### Source excerpt ###
Black Friday has become a holiday of its own, leaving Thanksgiving behind as an option for those who are desperate for a good deal.

According to the Washington Post, more than 17 percent of the American population was expected to sacrifice family time or pass on the turkey entirely in order to go shopping. Stores used to open their doors dawn of Friday morning in earlier years, and then midnight in recent years. Now, stores, such as Wal-Mart, have started their deals at 8 p.m. Thanksgiving evening to increase sales and revenue. This has cut into people’s evening meals and get-togethers, forcing bargainers to choose between great deals and great memories.

However, an alternative to trampling through stores has emerged that allows consumers to find the balance between shopping and family. Online shopping increased 20.7 percent this year with smartphones accounting for 16.3 percent of total shopping sales (Trend Hunter).  The Apple iPad was the most-used technological device, reaching 10 percent of all online shopping. Smartphones and other mobile devices have made shopping easier and more accessible for those who either want to pass on the adrenaline rush of running through stores or who cherish the precious moments of Thanksgiving festivities with family members.
### Stored data ###
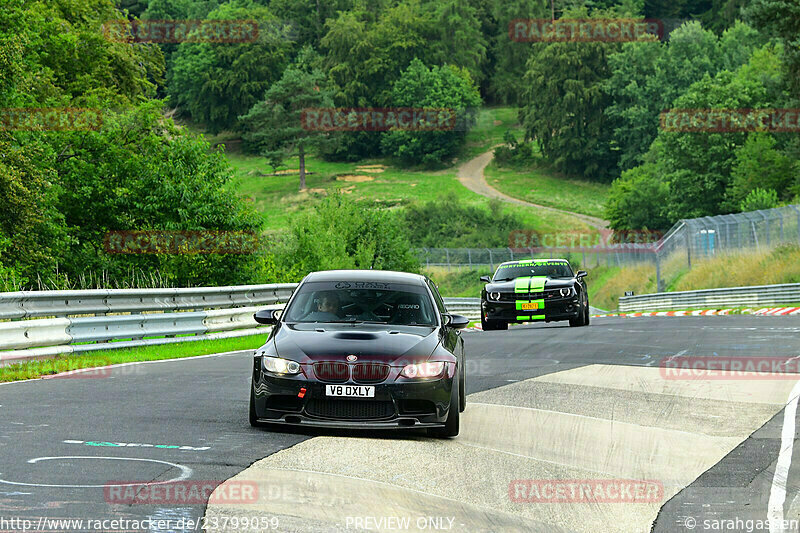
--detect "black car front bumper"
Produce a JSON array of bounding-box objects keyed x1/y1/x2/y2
[{"x1": 253, "y1": 371, "x2": 457, "y2": 429}]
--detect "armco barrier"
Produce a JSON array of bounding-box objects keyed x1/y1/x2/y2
[
  {"x1": 0, "y1": 283, "x2": 480, "y2": 364},
  {"x1": 618, "y1": 283, "x2": 800, "y2": 313}
]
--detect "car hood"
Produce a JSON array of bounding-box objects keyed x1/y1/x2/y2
[
  {"x1": 272, "y1": 324, "x2": 440, "y2": 365},
  {"x1": 486, "y1": 276, "x2": 575, "y2": 292}
]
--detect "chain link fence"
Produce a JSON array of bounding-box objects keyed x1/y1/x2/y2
[{"x1": 417, "y1": 205, "x2": 800, "y2": 292}]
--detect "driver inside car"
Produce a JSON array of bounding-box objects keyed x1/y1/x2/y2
[{"x1": 306, "y1": 292, "x2": 339, "y2": 322}]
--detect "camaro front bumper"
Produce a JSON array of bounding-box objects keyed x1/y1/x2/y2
[
  {"x1": 253, "y1": 371, "x2": 457, "y2": 429},
  {"x1": 481, "y1": 296, "x2": 582, "y2": 322}
]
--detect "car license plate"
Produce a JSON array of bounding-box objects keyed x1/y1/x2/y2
[{"x1": 325, "y1": 385, "x2": 375, "y2": 398}]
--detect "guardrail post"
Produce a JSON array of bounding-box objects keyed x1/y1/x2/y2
[
  {"x1": 655, "y1": 250, "x2": 664, "y2": 292},
  {"x1": 791, "y1": 205, "x2": 800, "y2": 242}
]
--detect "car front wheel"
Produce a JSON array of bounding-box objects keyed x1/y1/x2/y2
[{"x1": 428, "y1": 372, "x2": 461, "y2": 438}]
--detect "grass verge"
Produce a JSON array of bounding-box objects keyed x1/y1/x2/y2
[{"x1": 0, "y1": 334, "x2": 268, "y2": 382}]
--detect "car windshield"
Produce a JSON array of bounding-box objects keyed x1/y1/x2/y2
[
  {"x1": 492, "y1": 261, "x2": 573, "y2": 282},
  {"x1": 285, "y1": 280, "x2": 436, "y2": 326}
]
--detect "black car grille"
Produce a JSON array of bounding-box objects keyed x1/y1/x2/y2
[
  {"x1": 353, "y1": 363, "x2": 391, "y2": 383},
  {"x1": 314, "y1": 361, "x2": 350, "y2": 383},
  {"x1": 306, "y1": 398, "x2": 394, "y2": 420},
  {"x1": 489, "y1": 289, "x2": 562, "y2": 302}
]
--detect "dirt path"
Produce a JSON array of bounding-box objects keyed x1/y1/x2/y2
[{"x1": 458, "y1": 149, "x2": 608, "y2": 229}]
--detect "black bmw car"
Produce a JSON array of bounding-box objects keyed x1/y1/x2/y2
[
  {"x1": 250, "y1": 270, "x2": 469, "y2": 437},
  {"x1": 481, "y1": 259, "x2": 589, "y2": 331}
]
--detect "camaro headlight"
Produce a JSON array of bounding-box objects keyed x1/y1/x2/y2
[
  {"x1": 400, "y1": 361, "x2": 444, "y2": 378},
  {"x1": 261, "y1": 357, "x2": 300, "y2": 374}
]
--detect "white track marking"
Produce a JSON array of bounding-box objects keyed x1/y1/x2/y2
[
  {"x1": 767, "y1": 381, "x2": 800, "y2": 533},
  {"x1": 0, "y1": 455, "x2": 193, "y2": 489}
]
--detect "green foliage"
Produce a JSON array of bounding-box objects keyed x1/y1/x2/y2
[
  {"x1": 381, "y1": 59, "x2": 481, "y2": 166},
  {"x1": 276, "y1": 193, "x2": 419, "y2": 281},
  {"x1": 605, "y1": 22, "x2": 758, "y2": 170},
  {"x1": 489, "y1": 0, "x2": 550, "y2": 104},
  {"x1": 239, "y1": 49, "x2": 333, "y2": 189},
  {"x1": 745, "y1": 0, "x2": 800, "y2": 99},
  {"x1": 739, "y1": 187, "x2": 778, "y2": 211},
  {"x1": 520, "y1": 37, "x2": 619, "y2": 181},
  {"x1": 657, "y1": 47, "x2": 780, "y2": 220},
  {"x1": 167, "y1": 0, "x2": 292, "y2": 133},
  {"x1": 494, "y1": 130, "x2": 536, "y2": 167},
  {"x1": 605, "y1": 163, "x2": 672, "y2": 230},
  {"x1": 726, "y1": 133, "x2": 796, "y2": 210},
  {"x1": 403, "y1": 196, "x2": 523, "y2": 248}
]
###
> **Task instructions**
**a)** Translate this sentence from the Black Friday passage into Spanish: "Now, stores, such as Wal-Mart, have started their deals at 8 p.m. Thanksgiving evening to increase sales and revenue."
**b)** List every percentage figure that appears in the Black Friday passage.
**c)** From the Black Friday passage, print the part that opens with the words containing "However, an alternative" and closes with "with family members.".

> **Task-by-task results**
**a)** Ahora, tiendas como Wal-Mart han comenzado sus ofertas a las 8 p. m. de la noche de Acción de Gracias para aumentar las ventas y los ingresos.

**b)**
- 17 percent
- 20.7 percent
- 16.3 percent
- 10 percent

**c)**
However, an alternative to trampling through stores has emerged that allows consumers to find the balance between shopping and family. Online shopping increased 20.7 percent this year with smartphones accounting for 16.3 percent of total shopping sales (Trend Hunter).  The Apple iPad was the most-used technological device, reaching 10 percent of all online shopping. Smartphones and other mobile devices have made shopping easier and more accessible for those who either want to pass on the adrenaline rush of running through stores or who cherish the precious moments of Thanksgiving festivities with family members.